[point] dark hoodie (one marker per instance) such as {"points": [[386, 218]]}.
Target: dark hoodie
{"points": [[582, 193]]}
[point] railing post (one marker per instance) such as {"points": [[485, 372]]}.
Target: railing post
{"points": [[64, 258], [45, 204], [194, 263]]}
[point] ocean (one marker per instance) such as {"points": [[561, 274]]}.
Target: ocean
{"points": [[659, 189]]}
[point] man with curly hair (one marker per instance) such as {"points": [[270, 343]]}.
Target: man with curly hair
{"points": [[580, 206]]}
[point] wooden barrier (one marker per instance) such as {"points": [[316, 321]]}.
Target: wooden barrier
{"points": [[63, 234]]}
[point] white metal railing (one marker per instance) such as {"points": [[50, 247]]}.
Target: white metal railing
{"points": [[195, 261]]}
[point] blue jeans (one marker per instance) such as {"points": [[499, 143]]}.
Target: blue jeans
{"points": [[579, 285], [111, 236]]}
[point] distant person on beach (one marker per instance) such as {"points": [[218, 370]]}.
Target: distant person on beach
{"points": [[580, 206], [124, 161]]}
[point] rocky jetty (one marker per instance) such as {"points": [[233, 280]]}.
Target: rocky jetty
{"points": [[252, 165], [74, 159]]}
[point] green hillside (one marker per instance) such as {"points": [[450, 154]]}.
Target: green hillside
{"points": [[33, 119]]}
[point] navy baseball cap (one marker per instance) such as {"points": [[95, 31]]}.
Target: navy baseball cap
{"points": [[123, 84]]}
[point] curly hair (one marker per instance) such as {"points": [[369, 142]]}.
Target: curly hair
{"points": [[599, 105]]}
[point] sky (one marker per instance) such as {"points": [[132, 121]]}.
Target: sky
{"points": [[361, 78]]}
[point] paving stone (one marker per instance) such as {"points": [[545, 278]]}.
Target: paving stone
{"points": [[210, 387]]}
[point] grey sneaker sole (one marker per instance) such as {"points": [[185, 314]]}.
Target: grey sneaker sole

○ ○ ○ ○ ○

Task statement. Your answer should consist solely of the lines above from the line with "Target: rocky jetty" to the line with "[point] navy baseball", both included, reproduced exactly.

Exercise output.
Target: rocky jetty
{"points": [[252, 165], [74, 159]]}
[point] green hillside (one marker per instance) such as {"points": [[450, 154]]}.
Target: green hillside
{"points": [[33, 119]]}
[point] navy baseball cap (one marker per instance) such as {"points": [[95, 31]]}.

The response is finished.